* **YOUR GOAL**
Arrange every line of the rows below as a Markdown table with the columns No. and Text, numbering each line and omitting blank lines. Leave the pictures out of the answer.

•••

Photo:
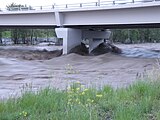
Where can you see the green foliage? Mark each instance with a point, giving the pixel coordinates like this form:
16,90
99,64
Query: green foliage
140,101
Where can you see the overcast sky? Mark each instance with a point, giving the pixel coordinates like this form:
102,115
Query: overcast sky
3,3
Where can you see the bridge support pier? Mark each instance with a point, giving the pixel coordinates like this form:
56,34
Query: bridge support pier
95,37
73,37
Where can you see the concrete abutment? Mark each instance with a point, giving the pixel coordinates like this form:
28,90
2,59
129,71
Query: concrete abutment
73,37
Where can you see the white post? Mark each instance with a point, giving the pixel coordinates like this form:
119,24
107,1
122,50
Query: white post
71,38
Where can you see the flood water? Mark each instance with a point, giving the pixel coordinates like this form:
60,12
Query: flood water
59,72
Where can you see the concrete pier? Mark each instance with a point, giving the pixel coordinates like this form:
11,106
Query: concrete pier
73,37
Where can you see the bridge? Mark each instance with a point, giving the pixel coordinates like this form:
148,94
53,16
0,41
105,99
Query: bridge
74,22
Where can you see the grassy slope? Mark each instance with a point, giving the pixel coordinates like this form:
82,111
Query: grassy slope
140,101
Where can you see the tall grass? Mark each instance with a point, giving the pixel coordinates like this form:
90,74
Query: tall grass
141,101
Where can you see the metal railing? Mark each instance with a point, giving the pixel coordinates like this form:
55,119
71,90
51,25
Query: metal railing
78,5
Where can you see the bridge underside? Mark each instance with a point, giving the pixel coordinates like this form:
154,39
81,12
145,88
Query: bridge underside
87,27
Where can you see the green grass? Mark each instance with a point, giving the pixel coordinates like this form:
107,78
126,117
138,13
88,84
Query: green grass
140,101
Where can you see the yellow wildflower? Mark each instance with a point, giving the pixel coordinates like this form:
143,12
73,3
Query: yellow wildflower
99,95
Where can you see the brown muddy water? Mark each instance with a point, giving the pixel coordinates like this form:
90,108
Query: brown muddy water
17,72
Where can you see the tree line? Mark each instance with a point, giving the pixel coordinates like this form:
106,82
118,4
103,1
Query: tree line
25,36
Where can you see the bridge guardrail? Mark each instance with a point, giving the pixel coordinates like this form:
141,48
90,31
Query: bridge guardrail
77,5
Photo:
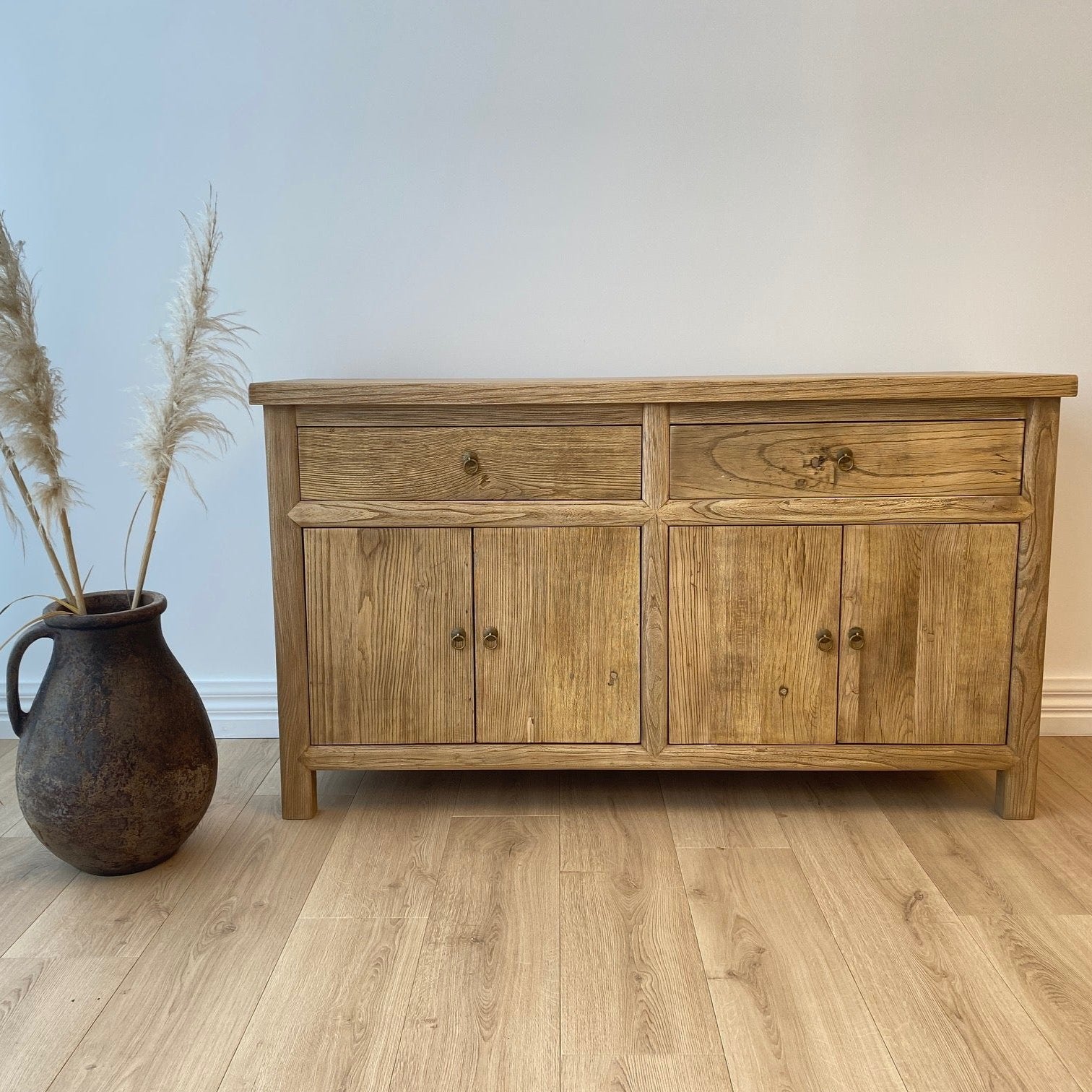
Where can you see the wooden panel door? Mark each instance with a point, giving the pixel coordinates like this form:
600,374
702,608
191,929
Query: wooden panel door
381,608
926,633
557,614
746,610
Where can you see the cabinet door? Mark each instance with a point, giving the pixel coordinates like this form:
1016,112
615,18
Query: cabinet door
565,606
934,608
746,608
381,607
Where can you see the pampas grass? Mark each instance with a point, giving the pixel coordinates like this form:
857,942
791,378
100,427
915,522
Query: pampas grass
199,353
32,402
202,366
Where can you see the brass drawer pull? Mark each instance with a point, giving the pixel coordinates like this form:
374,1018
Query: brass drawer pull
844,458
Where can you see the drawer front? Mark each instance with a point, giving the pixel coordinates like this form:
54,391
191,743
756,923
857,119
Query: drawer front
976,459
554,462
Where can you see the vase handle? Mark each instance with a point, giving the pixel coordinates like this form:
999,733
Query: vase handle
27,638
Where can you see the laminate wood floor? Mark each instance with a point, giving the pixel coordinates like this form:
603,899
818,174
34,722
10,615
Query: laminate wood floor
567,933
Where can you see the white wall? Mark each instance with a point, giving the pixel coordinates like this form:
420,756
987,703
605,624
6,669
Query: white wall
500,189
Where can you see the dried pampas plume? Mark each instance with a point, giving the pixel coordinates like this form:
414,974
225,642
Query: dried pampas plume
31,405
202,366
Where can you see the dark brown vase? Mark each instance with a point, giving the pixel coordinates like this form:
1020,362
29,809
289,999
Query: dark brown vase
117,760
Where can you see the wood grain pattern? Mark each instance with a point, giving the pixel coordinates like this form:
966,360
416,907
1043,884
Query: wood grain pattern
566,604
298,799
891,458
386,859
556,462
697,757
31,878
709,810
298,1036
381,606
1046,961
484,1013
644,1072
935,603
472,514
789,1013
746,606
924,384
214,955
92,919
615,825
631,979
844,510
844,410
946,1019
654,544
46,1007
441,415
1015,789
981,866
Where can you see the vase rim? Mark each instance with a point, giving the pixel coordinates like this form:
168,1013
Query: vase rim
110,610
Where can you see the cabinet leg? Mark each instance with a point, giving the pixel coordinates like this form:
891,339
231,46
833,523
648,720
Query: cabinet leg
298,792
1015,797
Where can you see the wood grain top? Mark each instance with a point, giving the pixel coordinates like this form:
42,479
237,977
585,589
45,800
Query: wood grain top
938,384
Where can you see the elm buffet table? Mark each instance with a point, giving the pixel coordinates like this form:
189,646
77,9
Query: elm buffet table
784,573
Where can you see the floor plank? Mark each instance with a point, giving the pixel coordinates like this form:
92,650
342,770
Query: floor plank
10,812
721,810
650,1072
633,982
31,879
789,1013
1046,961
484,1010
1060,836
46,1007
317,1030
178,1017
386,859
509,793
118,915
947,1018
975,859
616,825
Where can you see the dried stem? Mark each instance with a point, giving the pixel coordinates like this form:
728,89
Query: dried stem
36,520
150,539
201,367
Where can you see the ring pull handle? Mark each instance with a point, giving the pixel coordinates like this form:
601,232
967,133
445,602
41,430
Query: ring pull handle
15,714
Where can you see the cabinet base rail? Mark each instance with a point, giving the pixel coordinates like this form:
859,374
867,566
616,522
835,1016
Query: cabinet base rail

•••

* **FINAL RESULT**
| No. | Text |
|---|---|
| 1 | Photo: |
| 2 | Where can you see the green foliage? Mark each instance with a point, giving the pixel coordinates like this form: |
| 3 | 16,90 |
| 4 | 99,64 |
| 5 | Query: green foliage |
| 6 | 140,101 |
| 7 | Where can you see the overcast sky? Mark each instance with a point, giving the pixel coordinates like this form: |
| 8 | 102,115 |
| 9 | Query: overcast sky |
| 10 | 3,3 |
| 11 | Where can you see the bridge support pier? Mark each instance with a point, giving the pixel coordinates like this form: |
| 12 | 56,34 |
| 13 | Query: bridge support pier |
| 14 | 95,37 |
| 15 | 73,37 |
| 16 | Where can you see the concrete abutment? Mark each instance with a point, giving the pixel coordinates like this form: |
| 17 | 28,90 |
| 18 | 2,59 |
| 19 | 129,71 |
| 20 | Query: concrete abutment |
| 21 | 73,37 |
| 22 | Where can you see the white post? Mark each instance with a point, giving the pixel coordinates like this form: |
| 23 | 119,24 |
| 24 | 107,1 |
| 25 | 122,50 |
| 26 | Query: white post |
| 27 | 71,38 |
| 28 | Where can you see the flood water? Mark each instance with a point, giving the pixel coordinates like this form: |
| 29 | 60,12 |
| 30 | Query: flood water |
| 31 | 59,72 |
| 32 | Where can you see the concrete pier? Mark each instance with a point, giving the pixel coordinates like this form: |
| 33 | 11,106 |
| 34 | Query: concrete pier |
| 35 | 73,37 |
| 36 | Where can you see the bridge? Mark each instance with a point, giving the pixel coordinates like this form: |
| 37 | 148,94 |
| 38 | 53,16 |
| 39 | 0,41 |
| 40 | 105,99 |
| 41 | Query: bridge |
| 42 | 74,22 |
| 43 | Where can you see the grassy slope? Mark each instance with a point, giving the pixel coordinates like this form: |
| 44 | 82,111 |
| 45 | Query: grassy slope |
| 46 | 140,101 |
| 47 | Where can you see the tall grass? Mark each instance with a point, giving the pixel coordinates like this form: |
| 48 | 90,74 |
| 49 | Query: tall grass |
| 50 | 141,101 |
| 51 | Where can you see the metal railing? Mark each instance with a point, giving the pixel coordinates like this form: |
| 52 | 55,119 |
| 53 | 71,90 |
| 54 | 51,25 |
| 55 | Query: metal railing |
| 56 | 78,5 |
| 57 | Where can you see the bridge underside? Mark each instance with a point, giving the pixel coordinates like this form: |
| 58 | 154,39 |
| 59 | 81,12 |
| 60 | 145,88 |
| 61 | Query: bridge underside |
| 62 | 87,27 |
| 63 | Where can you see the green grass? Mark each instance with a point, giving the pixel coordinates like this form: |
| 64 | 107,78 |
| 65 | 126,117 |
| 66 | 138,13 |
| 67 | 88,84 |
| 68 | Query: green grass |
| 69 | 140,101 |
| 70 | Where can you see the yellow wildflower? Mark each instance with a point, giving the pixel coordinates like this form: |
| 71 | 143,12 |
| 72 | 73,3 |
| 73 | Query: yellow wildflower |
| 74 | 99,95 |
| 75 | Where can you see the brown muddy water? Mark each instance with a point, giving the pixel coordinates like this form: |
| 76 | 90,108 |
| 77 | Query: brown muddy water |
| 78 | 17,72 |
| 79 | Where can you see the tree line? Mark each instance with a point, giving the pixel coordinates like this form: |
| 80 | 106,82 |
| 81 | 118,4 |
| 82 | 103,1 |
| 83 | Query: tree line |
| 84 | 25,36 |
| 85 | Where can you see the bridge guardrail? Mark each instance with a point, giving the pixel coordinates like this form: |
| 86 | 141,48 |
| 87 | 90,31 |
| 88 | Query: bridge guardrail |
| 89 | 77,5 |
| 90 | Photo: |
| 91 | Where can you see the wooden panel door? Mark each instance with a point, giving the pixel coordinates like this form: |
| 92 | 600,374 |
| 93 | 702,608 |
| 94 | 191,929 |
| 95 | Query: wooden panel door |
| 96 | 381,608 |
| 97 | 926,633 |
| 98 | 557,614 |
| 99 | 746,610 |
| 100 | Where can you see the cabinet door? Mark each instance with a point, giving the pixel coordinates like this form: |
| 101 | 1016,112 |
| 102 | 615,18 |
| 103 | Query: cabinet door |
| 104 | 565,606 |
| 105 | 934,608 |
| 106 | 746,608 |
| 107 | 381,607 |
| 108 | Where can you see the pampas grass? Mark each instance with a point, giving the pixel coordinates like this form: |
| 109 | 857,942 |
| 110 | 791,378 |
| 111 | 100,427 |
| 112 | 915,522 |
| 113 | Query: pampas grass |
| 114 | 199,353 |
| 115 | 32,402 |
| 116 | 202,366 |
| 117 | Where can you see the brass drawer pull? Mark each instance with a point, giving the pixel coordinates like this form: |
| 118 | 374,1018 |
| 119 | Query: brass drawer pull |
| 120 | 844,458 |
| 121 | Where can you see the drawer front? Mark each instance with a point, giving the pixel coordinates like this form: |
| 122 | 54,391 |
| 123 | 191,743 |
| 124 | 756,923 |
| 125 | 857,119 |
| 126 | Query: drawer front |
| 127 | 976,459 |
| 128 | 554,462 |
| 129 | Where can you see the vase handle? Mark each instance with a point, giving the pixel coordinates like this form: |
| 130 | 999,733 |
| 131 | Query: vase handle |
| 132 | 27,638 |
| 133 | Where can you see the laminate wood floor? Mark each instance with a point, giving the pixel coordinates like this form: |
| 134 | 603,899 |
| 135 | 818,174 |
| 136 | 34,722 |
| 137 | 10,615 |
| 138 | Query: laminate wood floor |
| 139 | 567,933 |
| 140 | Where can you see the white wall? Mark each instance with a point, giving the pixel coordinates like this form: |
| 141 | 420,756 |
| 142 | 987,703 |
| 143 | 605,624 |
| 144 | 6,669 |
| 145 | Query: white wall |
| 146 | 500,189 |
| 147 | Where can you see the dried pampas plume? Mark each instance with a point, giving the pixel coordinates like this form: |
| 148 | 414,974 |
| 149 | 225,642 |
| 150 | Query: dried pampas plume |
| 151 | 31,405 |
| 152 | 202,366 |
| 153 | Where can you see the dark brown vase? Mark each instance with a point, giving the pixel coordinates like this form: |
| 154 | 1020,362 |
| 155 | 29,809 |
| 156 | 289,999 |
| 157 | Query: dark brown vase |
| 158 | 117,760 |
| 159 | Where can you see the wood grain pattern? Mark each instance with a point, giving the pixel coordinates like this form: |
| 160 | 966,360 |
| 161 | 416,907 |
| 162 | 1043,884 |
| 163 | Query: wood grain pattern |
| 164 | 566,604 |
| 165 | 298,799 |
| 166 | 891,458 |
| 167 | 386,859 |
| 168 | 556,462 |
| 169 | 697,757 |
| 170 | 31,878 |
| 171 | 709,810 |
| 172 | 298,1036 |
| 173 | 381,606 |
| 174 | 1046,961 |
| 175 | 484,1013 |
| 176 | 644,1072 |
| 177 | 935,603 |
| 178 | 472,514 |
| 179 | 789,1013 |
| 180 | 746,606 |
| 181 | 924,384 |
| 182 | 214,955 |
| 183 | 92,919 |
| 184 | 615,825 |
| 185 | 631,979 |
| 186 | 844,510 |
| 187 | 844,410 |
| 188 | 946,1019 |
| 189 | 654,544 |
| 190 | 46,1007 |
| 191 | 441,415 |
| 192 | 1015,789 |
| 193 | 981,866 |
| 194 | Where can you see the vase rim? Mark each instance with a point, giving the pixel coordinates like this form: |
| 195 | 168,1013 |
| 196 | Query: vase rim |
| 197 | 110,610 |
| 198 | Where can you see the cabinet leg? Mark each instance with a point, giving the pixel coordinates like this form: |
| 199 | 891,339 |
| 200 | 231,46 |
| 201 | 833,523 |
| 202 | 648,720 |
| 203 | Query: cabinet leg |
| 204 | 298,792 |
| 205 | 1015,797 |
| 206 | Where can you see the wood grain top? Mark each instance with a point, giving the pixel coordinates like this form: |
| 207 | 42,479 |
| 208 | 237,977 |
| 209 | 585,589 |
| 210 | 45,800 |
| 211 | Query: wood grain top |
| 212 | 938,384 |
| 213 | Where can you see the elm buffet table? Mark each instance with a point, giving the pixel coordinates like this form: |
| 214 | 189,646 |
| 215 | 77,9 |
| 216 | Query: elm buffet table |
| 217 | 784,573 |
| 218 | Where can you see the floor plank? Mark each instance with a point, giving the pixel coordinates like this form: |
| 219 | 92,650 |
| 220 | 342,770 |
| 221 | Query: floor plank |
| 222 | 10,812 |
| 223 | 721,810 |
| 224 | 650,1072 |
| 225 | 633,982 |
| 226 | 31,879 |
| 227 | 789,1013 |
| 228 | 1046,961 |
| 229 | 484,1010 |
| 230 | 1060,836 |
| 231 | 46,1007 |
| 232 | 317,1030 |
| 233 | 178,1017 |
| 234 | 386,859 |
| 235 | 509,793 |
| 236 | 118,915 |
| 237 | 947,1018 |
| 238 | 975,859 |
| 239 | 616,825 |
| 240 | Where can you see the dried stem? Mark each instance with a point, giving the pixel coordinates like this form: |
| 241 | 728,89 |
| 242 | Query: dried stem |
| 243 | 36,520 |
| 244 | 150,539 |
| 245 | 201,367 |
| 246 | Where can you see the ring pull handle? Mark each instance with a point, giving the pixel coordinates like this form: |
| 247 | 601,232 |
| 248 | 967,133 |
| 249 | 445,602 |
| 250 | 41,430 |
| 251 | Query: ring pull handle |
| 252 | 15,714 |
| 253 | Where can you see the cabinet base rail? Mark each instance with a point, giving the pixel coordinates like this form: |
| 254 | 859,374 |
| 255 | 867,566 |
| 256 | 616,522 |
| 257 | 835,1016 |
| 258 | Query: cabinet base rail |